- _Brano da leggere_
____________
Valeria Bianchi Mian

Castelli di carte

foto di Luciano Borgna°


Il castello dei destini incrociati fu pubblicato da Einaudi nel 1973. Italo Calvino corredò i due testi che compongono l’opera (Il castello dei destini incrociati e La taverna dei destini incrociati) di una Nota, nella quale racconta l’iter di ideazione e costruzione del suo lavoro. Noi qui faremo riferimento all’edizione Oscar Mondadori del 1994, testo in cui la Nota finale è posta a Prefazione.

  "Ancora adesso, col libro in bozze, continuo a rimetterci le mani, a smontarlo, a riscriverlo. Solo quando il volume sarà stampato ne resterò fuori una volta per tutte, spero." (pag. XI)
  Calvino definisce il procedimento di costruzione del suo castello di carte un "labirinto" che lo catturava e "assorbiva completamente" ogni volta che egli metteva mano agli scritti, ogni volta che ricominciava, dice, "a comporre schemi, a correggerli, a complicarli: m’impelagavo di nuovo in queste sabbie mobili, mi chiudevo in un’ossessione maniaca. Certe notti mi svegliavo per correre a segnare una correzione decisiva, che poi portava con sé una catena interminabile di spostamenti. Altre notti mi coricavo col sollievo d’aver trovato la formula perfetta; e al mattino appena alzato la strappavo." (pag. X)
____________
- _Dati_
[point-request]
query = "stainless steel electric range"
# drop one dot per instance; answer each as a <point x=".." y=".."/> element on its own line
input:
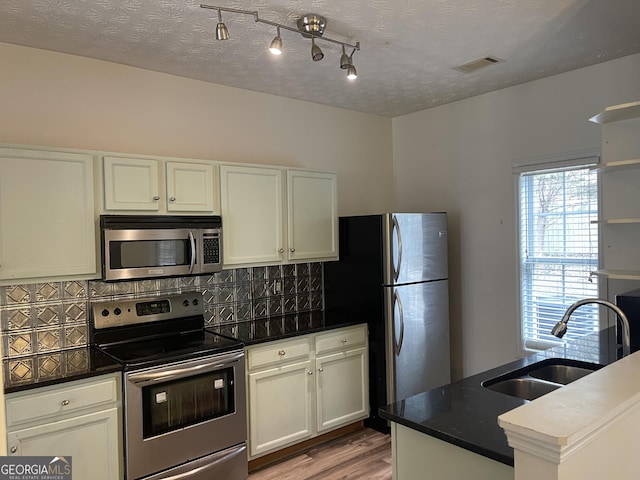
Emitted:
<point x="184" y="388"/>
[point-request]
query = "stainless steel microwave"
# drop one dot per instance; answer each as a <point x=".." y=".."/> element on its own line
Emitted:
<point x="150" y="246"/>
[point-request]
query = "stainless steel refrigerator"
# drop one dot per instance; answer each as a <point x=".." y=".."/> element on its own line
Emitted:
<point x="393" y="275"/>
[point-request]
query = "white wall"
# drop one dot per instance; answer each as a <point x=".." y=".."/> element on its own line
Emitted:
<point x="53" y="99"/>
<point x="457" y="158"/>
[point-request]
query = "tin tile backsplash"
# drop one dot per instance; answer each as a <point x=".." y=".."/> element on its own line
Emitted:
<point x="50" y="318"/>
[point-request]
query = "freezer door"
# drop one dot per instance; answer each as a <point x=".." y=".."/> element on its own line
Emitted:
<point x="417" y="338"/>
<point x="415" y="247"/>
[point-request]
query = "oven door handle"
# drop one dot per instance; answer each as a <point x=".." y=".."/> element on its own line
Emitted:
<point x="224" y="457"/>
<point x="181" y="372"/>
<point x="192" y="240"/>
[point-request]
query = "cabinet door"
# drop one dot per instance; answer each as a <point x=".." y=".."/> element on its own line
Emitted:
<point x="280" y="407"/>
<point x="342" y="388"/>
<point x="190" y="187"/>
<point x="312" y="208"/>
<point x="251" y="206"/>
<point x="90" y="440"/>
<point x="46" y="214"/>
<point x="131" y="184"/>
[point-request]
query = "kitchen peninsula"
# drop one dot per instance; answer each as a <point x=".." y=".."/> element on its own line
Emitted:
<point x="454" y="429"/>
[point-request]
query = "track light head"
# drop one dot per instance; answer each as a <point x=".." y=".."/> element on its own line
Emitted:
<point x="222" y="33"/>
<point x="316" y="52"/>
<point x="352" y="74"/>
<point x="345" y="61"/>
<point x="276" y="44"/>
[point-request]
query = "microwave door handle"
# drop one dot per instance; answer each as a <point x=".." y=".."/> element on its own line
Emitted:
<point x="192" y="240"/>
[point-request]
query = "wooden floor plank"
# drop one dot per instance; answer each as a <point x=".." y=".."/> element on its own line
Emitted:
<point x="365" y="454"/>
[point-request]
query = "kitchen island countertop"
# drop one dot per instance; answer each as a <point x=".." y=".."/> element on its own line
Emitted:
<point x="464" y="413"/>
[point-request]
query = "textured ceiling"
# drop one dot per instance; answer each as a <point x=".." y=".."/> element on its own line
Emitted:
<point x="409" y="48"/>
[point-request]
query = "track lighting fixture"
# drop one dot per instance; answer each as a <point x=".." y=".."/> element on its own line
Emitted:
<point x="276" y="44"/>
<point x="352" y="74"/>
<point x="221" y="29"/>
<point x="309" y="26"/>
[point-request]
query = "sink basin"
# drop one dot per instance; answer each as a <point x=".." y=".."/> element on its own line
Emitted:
<point x="524" y="388"/>
<point x="562" y="374"/>
<point x="537" y="379"/>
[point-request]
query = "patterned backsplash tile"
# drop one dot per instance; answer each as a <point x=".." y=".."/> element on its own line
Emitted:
____________
- _Consegna 1_
Secondo il brano sul Castello dei destini incrociati di Calvino, quale editore pubblicò l'opera e in quale anno?
- _Consegna 2_
Prosegua il brano sulla genesi del Castello dei destini incrociati di Calvino, riprendendo subito dopo l'ultima frase riportata.

- _Spazio risposta 1_
L'opera fu pubblicata da Einaudi nel 1973.

- _Spazio risposta 2_
  Impossibile dunque mettere il punto alla serie di racconti poiché le carte attanagliavano la mente dell’autore, e, per quanto Calvino cercasse di far quadrare il disegno complessivo inserendo le immagini in uno schema narrativo che seguisse l’idea che egli aveva in testa… qualche cosa sfuggiva al suo controllo, ed ecco che le immagini lo sfidavano con nuove potenziali narrazioni.
  "Così passavo giornate a scomporre e ricomporre il mio puzzle, escogitavo nuove regole del gioco, tracciavo centinaia di schemi, a quadrato, a rombo a stella, ma sempre c'erano carte essenziali che restavano fuori e carte superflue che finivano in mezzo..."
  Chi sa quali storie sono rimaste fuori, quali favole non sono state scritte, quali avrebbero voluto venire alla luce... ci accontentiamo di leggere le meraviglie scritte da Italo Calvino, ma il dubbio resta.
 
  Immaginando storie da narrare e immagini da disegnare, immagini che nascono da altre immagini archetipiche attraverso la proiezione di contenuti inconsci, scopriamo che c’è sempre qualcosa che si potrebbe dire ancora, un altro modo per raccontare la stessa cosa, ma anche un nuovo racconto, diverso eppure possibile attraverso le stesse immagini.
   Ciò avviene perché le immagini sono rappresentative degli archetipi stessi e non si fanno chiudere negli schemi.
  Gli archetipi sono inconoscibili, ci dice Carl Gustav Jung, e sono irriducibili, non possono di certo essere costretti dentro i nostri schemi, ma le immagini archetipiche (narrabili, rappresentabili) sono innumerevoli, e attraverso le immagini, se le guardiamo con occhio esplorativo noi ci avviciniamo al centro, e lo scorgiamo, lo sfioriamo, senza tuttavia poter mai rendere fisso e stabile una volta per tutte il nostro rapporto con ciò che il centro rappresenta. Sempre in fieri è l'opera dell'alchimista. 
 
  Come ogni contenuto archetipico, le carte dei tarocchi aprono sempre nuovi piani e possibili scorci.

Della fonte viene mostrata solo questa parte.